## TASK PROMPT
From the data that follows, copy every line holding the string "instance".
--- DATA SHOWN Enclosed Below ---
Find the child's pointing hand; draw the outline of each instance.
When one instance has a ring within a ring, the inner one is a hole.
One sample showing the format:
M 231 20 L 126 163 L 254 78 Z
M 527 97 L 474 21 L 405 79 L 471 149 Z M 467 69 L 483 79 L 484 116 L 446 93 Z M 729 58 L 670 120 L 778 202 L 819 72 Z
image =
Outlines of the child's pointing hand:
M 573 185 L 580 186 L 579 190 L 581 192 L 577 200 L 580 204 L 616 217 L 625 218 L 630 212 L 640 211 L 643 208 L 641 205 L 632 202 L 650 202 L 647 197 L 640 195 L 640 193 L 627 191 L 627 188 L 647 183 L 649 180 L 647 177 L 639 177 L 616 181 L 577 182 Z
--- End of Enclosed DATA SHOWN ---
## ANSWER
Find the child's pointing hand; draw the outline of each instance.
When one instance has a ring within a ring, the inner one is a hole.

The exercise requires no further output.